TASK STATEMENT – Transcribe the listing that follows in full, omitting pictures.
__________________________________________________
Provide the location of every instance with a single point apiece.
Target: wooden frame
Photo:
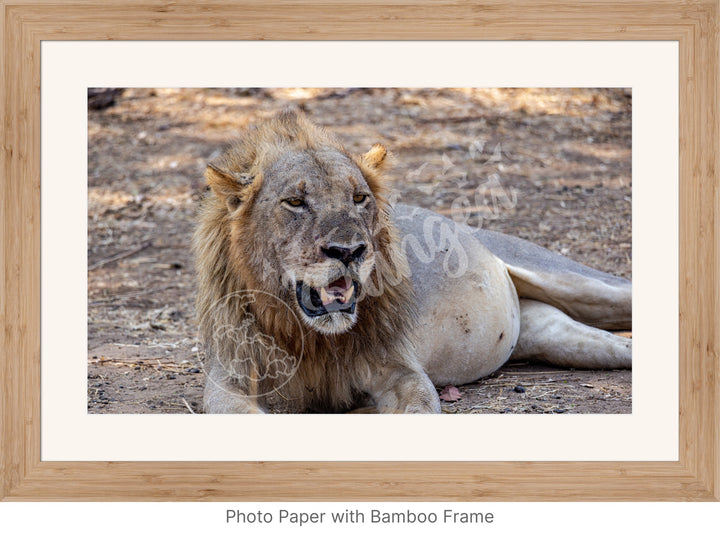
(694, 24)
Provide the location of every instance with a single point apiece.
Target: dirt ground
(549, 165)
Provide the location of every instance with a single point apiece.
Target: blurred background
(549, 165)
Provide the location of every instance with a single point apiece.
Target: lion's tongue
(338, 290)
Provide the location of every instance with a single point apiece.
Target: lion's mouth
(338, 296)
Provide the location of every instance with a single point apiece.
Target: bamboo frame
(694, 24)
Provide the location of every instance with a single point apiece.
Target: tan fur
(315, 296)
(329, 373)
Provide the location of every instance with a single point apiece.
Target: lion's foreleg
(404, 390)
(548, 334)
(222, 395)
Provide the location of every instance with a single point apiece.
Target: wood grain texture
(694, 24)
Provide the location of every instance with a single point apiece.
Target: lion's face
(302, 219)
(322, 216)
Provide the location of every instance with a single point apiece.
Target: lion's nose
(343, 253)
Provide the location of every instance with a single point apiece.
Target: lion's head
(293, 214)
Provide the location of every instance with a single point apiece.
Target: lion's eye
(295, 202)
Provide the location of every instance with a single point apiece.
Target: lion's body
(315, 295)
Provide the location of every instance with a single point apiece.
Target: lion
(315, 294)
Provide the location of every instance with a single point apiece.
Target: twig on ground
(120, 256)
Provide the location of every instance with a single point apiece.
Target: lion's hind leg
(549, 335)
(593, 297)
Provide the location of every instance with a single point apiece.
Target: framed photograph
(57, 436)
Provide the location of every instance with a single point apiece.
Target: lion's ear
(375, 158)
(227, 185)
__________________________________________________
TASK ANSWER –
Provide the location of every instance with a single point apiece.
Target: wooden frame
Photo:
(694, 24)
Provide the location of every instance with a single point apiece.
Target: dirt ground
(549, 165)
Provide the location of every instance with a single point apiece.
Target: blurred background
(549, 165)
Provide the location of every instance with a single point apiece.
Target: lion's tongue
(338, 290)
Provide the location of every instance with a single point apiece.
Target: lion's mouth
(338, 296)
Provide the location of every instance with a single point apiece.
Target: bamboo frame
(694, 24)
Provide the location of every instance with a single point apiece.
Target: tan fur
(315, 296)
(329, 373)
Provide the location of every instance with a single point apiece.
Target: lion's foreleg
(404, 390)
(548, 334)
(222, 395)
Provide the location of every instance with a single point apiece.
Target: wood grain texture
(694, 24)
Provide the location of every instance with a single point apiece.
Target: lion's face
(302, 219)
(322, 216)
Provide the location of every instance with a single point apiece.
Target: lion's nose
(343, 253)
Provide the location of every instance with a single point apiece.
Target: lion's head
(293, 214)
Provide the location of every instance with a single point apiece.
Target: lion's eye
(295, 202)
Provide the location of every instance with a single point apiece.
Target: lion's body
(315, 295)
Provide the location of every instance with a single point apiece.
Target: lion
(315, 294)
Provide the location of every instance with a single point apiece.
Target: twig on ground
(120, 256)
Provide the location of every instance with a single point apiece.
Target: lion's hind leg
(549, 335)
(593, 297)
Provide the location of every instance with a single point apiece.
Target: framed photograph
(57, 436)
Provide the location of every instance with a single point apiece.
Target: lion's ear
(375, 158)
(227, 185)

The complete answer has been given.